What you will do: Transcribe the records below. Leave every word as it is.

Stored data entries

=======

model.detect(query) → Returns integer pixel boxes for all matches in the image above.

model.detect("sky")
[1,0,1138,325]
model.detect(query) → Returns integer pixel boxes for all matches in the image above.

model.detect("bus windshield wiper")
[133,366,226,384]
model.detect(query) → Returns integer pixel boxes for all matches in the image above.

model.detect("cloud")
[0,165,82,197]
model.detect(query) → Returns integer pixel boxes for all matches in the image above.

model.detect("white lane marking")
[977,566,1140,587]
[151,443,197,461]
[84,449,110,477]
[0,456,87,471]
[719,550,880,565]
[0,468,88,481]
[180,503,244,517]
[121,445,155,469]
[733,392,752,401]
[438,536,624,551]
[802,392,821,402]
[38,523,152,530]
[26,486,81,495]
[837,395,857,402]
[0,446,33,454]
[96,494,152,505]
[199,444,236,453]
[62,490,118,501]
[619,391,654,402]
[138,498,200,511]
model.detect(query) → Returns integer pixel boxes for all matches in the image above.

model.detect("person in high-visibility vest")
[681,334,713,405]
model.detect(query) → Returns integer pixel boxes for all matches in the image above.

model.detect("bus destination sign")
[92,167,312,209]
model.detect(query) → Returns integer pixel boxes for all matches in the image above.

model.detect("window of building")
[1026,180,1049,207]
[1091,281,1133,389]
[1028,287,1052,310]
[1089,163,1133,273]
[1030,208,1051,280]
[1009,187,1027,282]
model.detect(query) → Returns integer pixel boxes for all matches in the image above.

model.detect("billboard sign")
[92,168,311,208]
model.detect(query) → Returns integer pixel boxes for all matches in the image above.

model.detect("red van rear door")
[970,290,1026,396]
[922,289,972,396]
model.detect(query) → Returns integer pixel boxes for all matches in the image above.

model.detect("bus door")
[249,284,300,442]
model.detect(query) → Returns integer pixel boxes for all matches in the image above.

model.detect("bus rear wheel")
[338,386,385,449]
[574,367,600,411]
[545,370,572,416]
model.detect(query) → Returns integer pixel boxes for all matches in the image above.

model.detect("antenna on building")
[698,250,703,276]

=======

Exercise output:
model.detect(query) → Returns integer pixel boxes for all matches in the image above.

model.detect("sky")
[1,0,1138,325]
model.detect(query) → Returns integer pixel boxes for all matches in the image above.

model.detect("bus windshield wiper")
[133,366,226,384]
model.detect(query) → Returns integer pixel boxes for all matches in the image above.

model.detect("cloud")
[0,165,82,197]
model.detect(query) → Returns integer pixel boxes for all matches in the image above.

model.detect("white lane marking")
[977,566,1140,587]
[151,443,197,461]
[84,449,110,477]
[0,456,87,471]
[719,550,880,565]
[0,468,88,481]
[180,503,244,517]
[121,445,155,469]
[733,392,752,401]
[438,536,624,551]
[802,392,821,402]
[38,523,152,530]
[26,486,81,495]
[837,395,857,402]
[0,446,33,454]
[96,494,152,505]
[199,444,236,453]
[62,490,118,501]
[619,391,654,402]
[138,498,200,511]
model.detect(query) → Returns integer pixel boxes for all matches in the image above.

model.detect("person in high-visibility vest")
[681,334,713,405]
model.detect(query) → Returns integer pixel boxes for all matches in the image above.

model.detect("bus destination sign")
[92,167,312,209]
model.detect(query) → Returns integer pixel boxes for all matches in the image above.

model.detect("window of building")
[1026,180,1049,207]
[1091,281,1133,389]
[1028,287,1052,310]
[1089,163,1133,273]
[1030,208,1051,280]
[1009,187,1027,282]
model.detect(query) → Returns integer pixel boxes for all matches in the image above.

model.detect("billboard sign")
[92,168,311,208]
model.detect(query) → Returns integer pixel boxes for all matches in the image above.

model.detect("red van rear door")
[970,290,1026,396]
[922,289,972,396]
model.detect(query) → Returns integer pixel boxes for all matches in the image above.

model.detect("bus door")
[249,284,300,442]
model.detect(query) → Returns integer pixel boxes for all matches in the image above.

model.detect("bus rear wheel")
[338,386,385,449]
[574,367,600,411]
[545,370,572,416]
model.detect(query) → Returns integer pixel boxes for all matches in the image above.

model.detect("antenna on building")
[698,250,703,276]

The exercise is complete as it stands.